**GIVEN EXERCISE A:** Please duplicate the stretch of the post on Yemen from "Pakistan/Afghanistan is in" through "governments in the region.".
**GIVEN EXERCISE B:**
Answer these questions from the post on Yemen, marking each answer the same way as its question:
(i) From whom do the Shia rebels reportedly receive aid?
(ii) Which two countries does the post say have been supporting Yemen?
(iii) Which book does the post say national security officials should go back and read?

**SELECTION:**

###

Now this Umar Farouk Abdulmutallab's attempt..this is perfect for the hawks.

Here is some backgroud:

Yemen has been fighting the "Sa'dah insurgency", one of those fights that are hard to win. These are Shia rebels and there is some talk that they have been receiving aid from Iran/Hezbollah.

Yemen has been getting some support from the US and Saudi-Arabia, The saudis have used military force in the region.

Does this sound familiar:

Yemen, located at the southern tip of the Arabian Peninsula, is a poor Muslim country with a weak central government, armed tribal groups in outlying areas, and porous borders, which makes it fertile ground for terrorists

Pakistan/Afghanistan is in some ways quite similar.

How is this linked to Osama Bin laden? Well, there is very little evidence of OBL doing anything, but he has advocated this kind of tactic:

National security officials in the administration need to go back and read Peter Bergen's Holy War, Inc.: Inside the Secret World of Osama bin Laden in which he recounts many aspects of bin Laden's plan from the Islamic extremist uber-guru's own words - which was to draw the US deeply into the Middle East, and by its presence -- destabilize the governments in the region.

###

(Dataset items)

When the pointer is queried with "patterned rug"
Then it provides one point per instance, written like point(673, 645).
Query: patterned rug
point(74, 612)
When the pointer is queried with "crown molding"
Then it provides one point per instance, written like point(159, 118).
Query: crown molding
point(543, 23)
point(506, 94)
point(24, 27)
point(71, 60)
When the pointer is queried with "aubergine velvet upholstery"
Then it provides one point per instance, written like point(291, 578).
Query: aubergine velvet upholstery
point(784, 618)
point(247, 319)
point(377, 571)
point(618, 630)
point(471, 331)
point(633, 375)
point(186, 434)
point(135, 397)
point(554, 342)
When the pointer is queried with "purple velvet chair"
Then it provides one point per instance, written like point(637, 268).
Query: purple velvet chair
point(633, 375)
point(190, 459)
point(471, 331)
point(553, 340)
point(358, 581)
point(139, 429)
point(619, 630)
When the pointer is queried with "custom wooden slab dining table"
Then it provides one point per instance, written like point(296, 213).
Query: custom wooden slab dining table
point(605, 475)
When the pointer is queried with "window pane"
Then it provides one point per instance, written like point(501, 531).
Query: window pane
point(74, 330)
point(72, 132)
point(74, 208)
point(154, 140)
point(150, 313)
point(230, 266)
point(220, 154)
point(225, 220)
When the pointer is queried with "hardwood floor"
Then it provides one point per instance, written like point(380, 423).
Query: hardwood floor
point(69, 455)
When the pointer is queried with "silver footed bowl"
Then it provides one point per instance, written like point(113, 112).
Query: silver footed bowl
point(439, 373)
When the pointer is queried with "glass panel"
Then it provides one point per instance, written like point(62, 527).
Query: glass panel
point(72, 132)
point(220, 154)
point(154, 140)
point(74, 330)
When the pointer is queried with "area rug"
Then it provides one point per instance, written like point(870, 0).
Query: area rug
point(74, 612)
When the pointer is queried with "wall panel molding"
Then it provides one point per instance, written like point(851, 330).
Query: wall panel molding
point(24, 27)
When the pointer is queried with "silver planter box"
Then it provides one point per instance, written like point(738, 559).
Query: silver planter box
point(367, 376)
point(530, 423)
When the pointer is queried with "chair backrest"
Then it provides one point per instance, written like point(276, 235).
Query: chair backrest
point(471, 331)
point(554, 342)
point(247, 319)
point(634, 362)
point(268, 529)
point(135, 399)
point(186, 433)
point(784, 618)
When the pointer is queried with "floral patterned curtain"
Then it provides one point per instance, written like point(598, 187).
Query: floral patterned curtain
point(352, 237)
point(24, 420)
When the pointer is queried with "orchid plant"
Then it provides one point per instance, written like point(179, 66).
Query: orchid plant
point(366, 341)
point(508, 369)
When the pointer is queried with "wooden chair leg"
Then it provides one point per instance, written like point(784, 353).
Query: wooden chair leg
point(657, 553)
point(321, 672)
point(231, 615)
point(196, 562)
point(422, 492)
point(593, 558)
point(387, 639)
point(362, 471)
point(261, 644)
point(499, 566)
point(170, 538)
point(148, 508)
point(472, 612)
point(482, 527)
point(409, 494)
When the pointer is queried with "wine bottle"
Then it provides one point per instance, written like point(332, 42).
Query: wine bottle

###

**FINAL ANSWER A:**
Pakistan/Afghanistan is in some ways quite similar.

How is this linked to Osama Bin laden? Well, there is very little evidence of OBL doing anything, but he has advocated this kind of tactic:

National security officials in the administration need to go back and read Peter Bergen's Holy War, Inc.: Inside the Secret World of Osama bin Laden in which he recounts many aspects of bin Laden's plan from the Islamic extremist uber-guru's own words - which was to draw the US deeply into the Middle East, and by its presence -- destabilize the governments in the region.

**FINAL ANSWER B:**
(i) Iran/Hezbollah
(ii) The US and Saudi Arabia
(iii) Peter Bergen's Holy War, Inc.: Inside the Secret World of Osama bin Laden